▶ [Stated exercise]: Transcribe every row below word for word, keeping each line as it stands. Omit the pictures from your copy.

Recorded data
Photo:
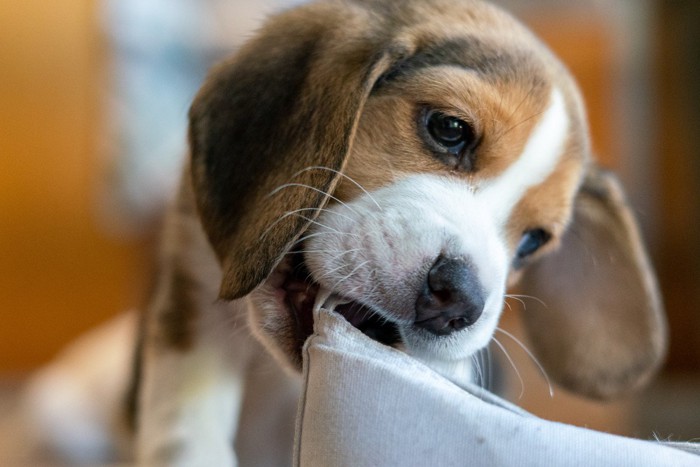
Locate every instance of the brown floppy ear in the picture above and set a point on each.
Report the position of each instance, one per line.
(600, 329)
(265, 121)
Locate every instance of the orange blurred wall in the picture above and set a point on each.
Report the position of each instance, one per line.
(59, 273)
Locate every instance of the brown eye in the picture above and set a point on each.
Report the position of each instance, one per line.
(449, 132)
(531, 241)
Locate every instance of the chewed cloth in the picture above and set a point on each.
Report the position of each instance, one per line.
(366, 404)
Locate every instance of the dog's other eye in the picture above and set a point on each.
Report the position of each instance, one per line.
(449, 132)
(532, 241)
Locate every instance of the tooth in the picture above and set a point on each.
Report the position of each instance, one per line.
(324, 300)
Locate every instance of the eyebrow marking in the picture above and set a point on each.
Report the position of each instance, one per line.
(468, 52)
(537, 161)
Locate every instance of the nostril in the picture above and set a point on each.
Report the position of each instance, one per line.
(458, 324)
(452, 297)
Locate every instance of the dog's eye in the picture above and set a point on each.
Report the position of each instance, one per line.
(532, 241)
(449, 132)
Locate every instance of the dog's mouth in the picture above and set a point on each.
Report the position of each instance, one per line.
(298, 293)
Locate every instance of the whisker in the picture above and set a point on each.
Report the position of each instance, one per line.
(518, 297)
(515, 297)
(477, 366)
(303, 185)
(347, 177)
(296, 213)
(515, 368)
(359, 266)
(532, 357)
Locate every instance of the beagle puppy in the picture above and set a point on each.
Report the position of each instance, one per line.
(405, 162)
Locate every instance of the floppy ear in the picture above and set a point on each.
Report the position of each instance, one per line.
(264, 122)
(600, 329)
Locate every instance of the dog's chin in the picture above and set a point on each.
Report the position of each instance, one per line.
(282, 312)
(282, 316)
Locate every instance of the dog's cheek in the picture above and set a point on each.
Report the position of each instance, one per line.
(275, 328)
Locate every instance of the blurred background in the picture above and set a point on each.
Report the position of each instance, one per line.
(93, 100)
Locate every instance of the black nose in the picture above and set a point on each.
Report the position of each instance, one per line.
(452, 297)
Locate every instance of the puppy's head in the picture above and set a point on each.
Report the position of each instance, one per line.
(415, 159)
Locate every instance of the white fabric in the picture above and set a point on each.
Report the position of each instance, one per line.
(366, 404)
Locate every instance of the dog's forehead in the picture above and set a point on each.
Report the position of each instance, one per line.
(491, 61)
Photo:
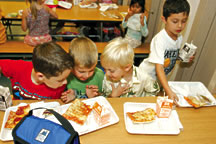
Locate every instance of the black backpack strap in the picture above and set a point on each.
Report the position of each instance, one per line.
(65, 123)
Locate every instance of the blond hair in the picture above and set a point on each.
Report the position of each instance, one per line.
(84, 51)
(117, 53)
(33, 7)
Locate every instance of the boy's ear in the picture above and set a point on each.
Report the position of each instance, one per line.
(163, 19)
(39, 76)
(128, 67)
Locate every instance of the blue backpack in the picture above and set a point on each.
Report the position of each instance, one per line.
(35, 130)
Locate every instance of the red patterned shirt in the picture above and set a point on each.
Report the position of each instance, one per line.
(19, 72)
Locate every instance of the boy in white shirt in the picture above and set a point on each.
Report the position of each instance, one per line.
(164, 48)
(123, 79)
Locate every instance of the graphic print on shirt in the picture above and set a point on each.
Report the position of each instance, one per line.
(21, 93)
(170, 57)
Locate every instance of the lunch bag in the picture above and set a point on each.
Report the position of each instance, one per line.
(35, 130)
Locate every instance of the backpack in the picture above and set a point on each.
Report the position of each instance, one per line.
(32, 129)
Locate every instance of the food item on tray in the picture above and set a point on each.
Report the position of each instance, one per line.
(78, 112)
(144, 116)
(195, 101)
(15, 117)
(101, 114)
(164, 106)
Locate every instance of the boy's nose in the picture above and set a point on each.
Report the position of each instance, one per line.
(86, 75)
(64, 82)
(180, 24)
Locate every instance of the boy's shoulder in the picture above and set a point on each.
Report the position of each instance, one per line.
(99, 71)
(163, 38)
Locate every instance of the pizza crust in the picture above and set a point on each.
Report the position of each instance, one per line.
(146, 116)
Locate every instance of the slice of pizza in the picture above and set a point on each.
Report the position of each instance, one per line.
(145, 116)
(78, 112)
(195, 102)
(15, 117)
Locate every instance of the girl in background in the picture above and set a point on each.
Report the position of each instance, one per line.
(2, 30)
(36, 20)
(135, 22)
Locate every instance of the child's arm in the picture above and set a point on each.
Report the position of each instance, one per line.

▶ [Correct result]:
Photo:
Locate every instance of the brown floppy ear in the picture above and set a point on each.
Report the position of each instance, one per line.
(600, 329)
(265, 121)
Locate every instance of the orange blurred wall in the picture above and set a point on each.
Report the position of each instance, one per line.
(59, 273)
Locate every instance of the brown eye in the picture above and set a point on each.
Report the position of each instance, one per line.
(449, 132)
(531, 241)
Locate every instance of the chewed cloth in the picture above and set a point on each.
Report the position of each instance, one per line.
(366, 404)
Locate every instance of the dog's other eye in the picture above and set a point on each.
Report the position of each instance, one per line.
(449, 132)
(532, 241)
Locate every instance of the tooth in the picture above and set a point on each.
Report the position of each instance, one per line.
(324, 300)
Locate every instance of the eyebrow marking in the picture above and set a point on each.
Report the position of each instance, one per line.
(468, 52)
(537, 161)
Locate every instance of the nostril in the picture above and set a point on each.
Report the position of each instance, one per line.
(458, 324)
(452, 297)
Locate every instance of the dog's eye in the picture above and set a point on each.
Report the position of each instance, one per line.
(532, 241)
(449, 132)
Locate every instance of the dog's mouth in the picture above and set a point on each.
Report the position of each instance, one per line.
(298, 293)
Locate every instance of the whisker in the picture above and set a point on each.
Report the position of each instance, one per line.
(518, 297)
(515, 297)
(477, 366)
(303, 185)
(347, 177)
(296, 213)
(515, 368)
(359, 266)
(532, 357)
Locate every instance of the beagle puppy in the picture above and set a point on each.
Report the position of each instance, one per line.
(405, 162)
Locate every instance of the floppy ear in the picture above and set a point on each.
Report the position of each instance, one per line.
(264, 122)
(600, 329)
Locate every instance of the dog's chin in the picture above and set a point on each.
Report the position of each instance, one per line.
(282, 312)
(282, 316)
Locate every instance of the dog's cheek in the picture above and set a point on each.
Report the position of each instance, one per line.
(275, 328)
Locate every instance of the blurred background in the picture above and set a point on each.
Report the position of each instance, one per line.
(93, 100)
Locate every instance of the black nose in the picture above and set a point on each.
Report the position of each instance, one per line.
(452, 297)
Locate every instance of the puppy's head in the picture above and set a point on each.
Report the position of each instance, one per line.
(415, 159)
Locate every instance of the white fabric in the picture above and set a point on each.
Report the position of each instance, one per line.
(366, 404)
Locate every instance of the dog's forehead in the picture above and set a point on each.
Report the position of each instance, one per line.
(491, 61)
Photo:
Locate every instance of the black backpack strap in the picture above and set a point on each.
Report the position of each instance, one per line.
(65, 123)
Locate every instance of the blond hair in the picture above and set a point on each.
Report the position of each instance, one per line.
(84, 51)
(117, 53)
(33, 7)
Locate every instance of the boy's ear in the picture above and set a point on each.
Report the position of each instance, one per line.
(163, 19)
(39, 76)
(128, 67)
Locate every instance of the blue backpack in the picture above and set a point on each.
Report the position of each instance, one per line.
(35, 130)
Locate every instance of the red patterned shirt in the picture above and set a point on each.
Report the position of each instance, one per line.
(19, 72)
Locate every instance of the boy in white shirt in the picture above and set a point on each.
Report the position of each instance, one per line.
(164, 48)
(123, 79)
Locate every instance of the graphic print on shirt in the picture above and set a point on each.
Report the position of each instance, one per line.
(21, 93)
(170, 57)
Locate every instance of the lunch bag in the picture above and set a point on each.
Report the position of each instance, one per line.
(35, 130)
Locate every instance of the backpack in the picture above and set a point on each.
Report the position of each instance, one per line.
(32, 129)
Locate every instance of the food item on tray in the picture above and set a point on each.
Report the position of each instance, one per line.
(78, 112)
(144, 116)
(195, 101)
(15, 117)
(101, 114)
(164, 106)
Locate every instance of the boy's nose in the picture above and set a point on each.
Report the position of each instance, one per line.
(86, 75)
(64, 82)
(180, 24)
Locate every instance of the boy's shoulder in the picture above and set a point on each.
Report the position of each instance, one per line.
(99, 71)
(163, 38)
Locate every instance of the pizza crust in the picture above and set a point on each.
Report the position of each instance, one per line.
(146, 116)
Locate every instance of the slice of pizza in the picture above and set a point on each.
Report the position of each instance, one per line.
(145, 116)
(78, 112)
(195, 102)
(15, 117)
Locate every instance of the girl in background in the picture above and set a point on each.
Report the position of each instance, one per line.
(2, 30)
(36, 20)
(135, 22)
Locate every instance of the child's arm in the picture above and set a point on each.
Report the position of each instance, one per line.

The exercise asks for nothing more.